Regarding The Drawings of K. G. Subramanyan

R. Siva Kumar

 

A drawing begins from a mark or a line on paper or some other suitable surface; with more marks and lines coalescing a dialogue ensues between the drawn and the unmarked areas. Gradually the lines and the areas they enclose become forms or things – trees, foliage, faces, bodies, hair , bark, fur, hide, land, water and the many other things that make the world – and the residual surface becomes space. The final image is a summation of such dialogues between the world, the eye and the mind on the one hand and their transcription through exchanges between the mind, the hand and the eye of the artist on the other.

 

   Drawings, more than photographs and paintings, reveal to us both the origins and the ultimate truth of pictorial representation. Photographs do not, for instance, allow us to see the process; in them the images appear bound to real objects in the world. Paintings too, even when they do not seem to be unmediated representations of real objects, tend to cover up the traces of their coming into being and, except when they are close to drawing as in calligraphic art or in action painting, do not allow us to follow the exchange between the tools, the artist and the world in the way drawings do.

 

Compared to photographs and paintings that do not leave enough chinks for the viewer to prise open the shell of completeness and unravel the process, drawings are open structures. Even when drawings approach painting in complexity and completeness, with the white of the paper still visible, we get the feeling that we are looking over the shoulders of the artist or that it is possible to look at the finished drawing and imagine the artist beginning with the first mark and arriving at the final image. Drawing is experienced as a process, painting as a product.

* _Information given_:
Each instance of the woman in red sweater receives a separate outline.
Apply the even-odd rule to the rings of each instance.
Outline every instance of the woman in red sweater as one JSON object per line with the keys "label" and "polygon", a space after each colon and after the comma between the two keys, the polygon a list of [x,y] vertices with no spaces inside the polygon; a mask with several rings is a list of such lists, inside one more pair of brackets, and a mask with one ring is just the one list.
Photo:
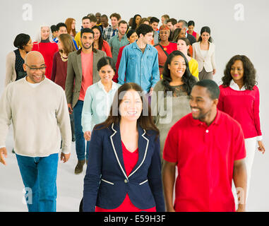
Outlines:
{"label": "woman in red sweater", "polygon": [[51,37],[49,26],[42,26],[32,49],[38,51],[43,55],[47,66],[45,75],[49,79],[52,77],[53,56],[58,52],[58,45],[53,42]]}
{"label": "woman in red sweater", "polygon": [[112,57],[112,53],[111,52],[109,44],[107,41],[103,40],[100,28],[98,26],[94,26],[92,30],[95,33],[94,47],[96,49],[105,52],[107,56]]}
{"label": "woman in red sweater", "polygon": [[217,108],[232,117],[242,127],[246,151],[247,198],[257,141],[258,150],[263,154],[265,151],[261,131],[256,69],[248,57],[236,55],[226,65],[224,74]]}

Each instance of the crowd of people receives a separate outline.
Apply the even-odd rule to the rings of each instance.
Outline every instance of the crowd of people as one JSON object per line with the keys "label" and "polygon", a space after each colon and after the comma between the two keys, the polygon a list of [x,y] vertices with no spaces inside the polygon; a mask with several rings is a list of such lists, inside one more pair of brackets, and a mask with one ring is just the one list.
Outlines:
{"label": "crowd of people", "polygon": [[73,141],[74,173],[87,165],[81,211],[245,211],[256,145],[265,150],[249,58],[232,56],[218,86],[209,27],[109,18],[42,25],[7,55],[0,162],[12,122],[28,210],[56,211],[59,152],[68,161]]}

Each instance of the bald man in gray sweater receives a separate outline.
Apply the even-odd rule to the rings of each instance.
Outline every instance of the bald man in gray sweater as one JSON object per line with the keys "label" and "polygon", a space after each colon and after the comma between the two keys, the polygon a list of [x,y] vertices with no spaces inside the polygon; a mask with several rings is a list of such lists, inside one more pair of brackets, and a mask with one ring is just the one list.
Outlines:
{"label": "bald man in gray sweater", "polygon": [[70,157],[71,131],[62,88],[44,76],[42,55],[30,52],[27,76],[10,83],[0,100],[0,162],[6,165],[6,138],[12,122],[14,150],[25,187],[29,212],[56,211],[59,152]]}

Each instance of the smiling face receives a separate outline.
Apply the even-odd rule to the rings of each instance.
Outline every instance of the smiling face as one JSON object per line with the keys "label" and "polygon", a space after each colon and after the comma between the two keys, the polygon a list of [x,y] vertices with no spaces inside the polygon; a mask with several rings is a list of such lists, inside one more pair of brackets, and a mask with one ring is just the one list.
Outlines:
{"label": "smiling face", "polygon": [[118,23],[119,20],[116,18],[116,17],[112,16],[111,18],[111,25],[112,25],[113,28],[116,28],[118,27]]}
{"label": "smiling face", "polygon": [[140,22],[140,20],[141,19],[141,16],[136,16],[136,24],[138,25],[139,22]]}
{"label": "smiling face", "polygon": [[90,28],[90,19],[84,19],[82,20],[82,26],[83,27],[83,28]]}
{"label": "smiling face", "polygon": [[127,30],[127,23],[121,23],[119,27],[119,33],[124,35]]}
{"label": "smiling face", "polygon": [[146,33],[145,36],[143,36],[143,34],[140,34],[140,38],[142,40],[142,42],[144,44],[150,44],[153,39],[153,32],[152,32]]}
{"label": "smiling face", "polygon": [[30,83],[39,83],[44,80],[46,68],[44,58],[40,52],[33,51],[28,53],[23,69]]}
{"label": "smiling face", "polygon": [[182,78],[186,71],[185,59],[180,55],[174,56],[171,64],[168,64],[168,69],[172,81]]}
{"label": "smiling face", "polygon": [[129,90],[124,93],[119,109],[121,120],[136,121],[141,114],[142,109],[141,97],[137,91]]}
{"label": "smiling face", "polygon": [[73,20],[71,24],[71,29],[74,30],[76,28],[76,20]]}
{"label": "smiling face", "polygon": [[32,42],[32,40],[30,39],[27,44],[24,46],[24,50],[25,50],[26,52],[30,52],[32,49],[32,45],[33,43]]}
{"label": "smiling face", "polygon": [[136,42],[138,39],[138,36],[137,35],[136,32],[133,32],[130,37],[127,37],[128,41],[129,41],[130,44],[132,44],[133,42]]}
{"label": "smiling face", "polygon": [[237,83],[244,83],[244,65],[243,62],[240,60],[234,61],[234,64],[231,66],[230,71],[231,76],[234,81]]}
{"label": "smiling face", "polygon": [[158,28],[158,23],[153,22],[150,24],[150,26],[153,28],[153,30],[157,30],[157,29]]}

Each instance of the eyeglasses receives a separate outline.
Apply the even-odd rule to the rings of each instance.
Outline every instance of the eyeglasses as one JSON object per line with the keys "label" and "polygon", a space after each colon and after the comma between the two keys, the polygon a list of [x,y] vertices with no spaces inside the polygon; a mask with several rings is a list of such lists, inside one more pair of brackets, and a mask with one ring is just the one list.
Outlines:
{"label": "eyeglasses", "polygon": [[30,66],[27,65],[26,64],[25,64],[29,69],[30,71],[37,71],[38,70],[40,70],[40,71],[44,71],[46,70],[46,68],[47,68],[47,66],[42,66],[40,68],[32,68],[30,67]]}

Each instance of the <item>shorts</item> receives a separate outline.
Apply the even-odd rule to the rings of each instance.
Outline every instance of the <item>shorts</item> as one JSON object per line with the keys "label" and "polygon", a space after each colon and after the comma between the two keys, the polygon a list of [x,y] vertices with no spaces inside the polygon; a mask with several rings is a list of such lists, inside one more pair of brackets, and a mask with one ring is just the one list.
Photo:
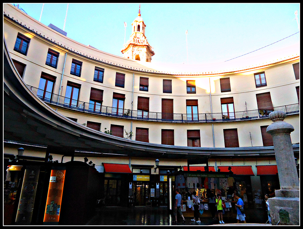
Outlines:
{"label": "shorts", "polygon": [[245,214],[243,214],[243,215],[239,215],[237,214],[237,219],[238,219],[240,221],[245,221]]}

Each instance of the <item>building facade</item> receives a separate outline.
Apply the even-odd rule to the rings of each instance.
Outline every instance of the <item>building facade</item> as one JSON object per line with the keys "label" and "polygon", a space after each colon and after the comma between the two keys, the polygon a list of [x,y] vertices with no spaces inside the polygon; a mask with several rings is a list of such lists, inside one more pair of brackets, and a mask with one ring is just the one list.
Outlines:
{"label": "building facade", "polygon": [[[235,70],[201,67],[202,73],[173,74],[135,61],[150,62],[155,54],[140,14],[121,57],[73,40],[11,5],[4,4],[4,13],[9,55],[37,101],[85,131],[115,136],[126,148],[129,144],[159,152],[119,155],[106,147],[80,150],[74,156],[52,152],[54,161],[63,163],[83,161],[84,155],[93,162],[103,182],[96,198],[108,205],[126,205],[122,200],[132,197],[136,205],[157,197],[166,205],[170,174],[189,168],[228,172],[231,166],[235,179],[230,191],[246,194],[257,207],[264,192],[279,188],[272,139],[266,132],[274,110],[285,112],[285,121],[295,127],[291,136],[299,160],[298,52],[256,64],[252,61]],[[5,155],[15,155],[18,146],[24,155],[45,157],[48,146],[39,138],[6,136]]]}

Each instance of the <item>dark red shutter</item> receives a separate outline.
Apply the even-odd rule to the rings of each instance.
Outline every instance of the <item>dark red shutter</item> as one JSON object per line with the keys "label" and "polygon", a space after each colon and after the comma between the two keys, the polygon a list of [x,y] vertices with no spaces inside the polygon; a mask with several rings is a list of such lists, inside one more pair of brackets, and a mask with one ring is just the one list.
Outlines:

* _Task prompt_:
In the passage on drawing above, begin at "Drawings, more than" and stop after "way drawings do.". Give that span again with "action painting" changed to "gestural painting".

* _Worked solution_:
Drawings, more than photographs and paintings, reveal to us both the origins and the ultimate truth of pictorial representation. Photographs do not, for instance, allow us to see the process; in them the images appear bound to real objects in the world. Paintings too, even when they do not seem to be unmediated representations of real objects, tend to cover up the traces of their coming into being and, except when they are close to drawing as in calligraphic art or in gestural painting, do not allow us to follow the exchange between the tools, the artist and the world in the way drawings do.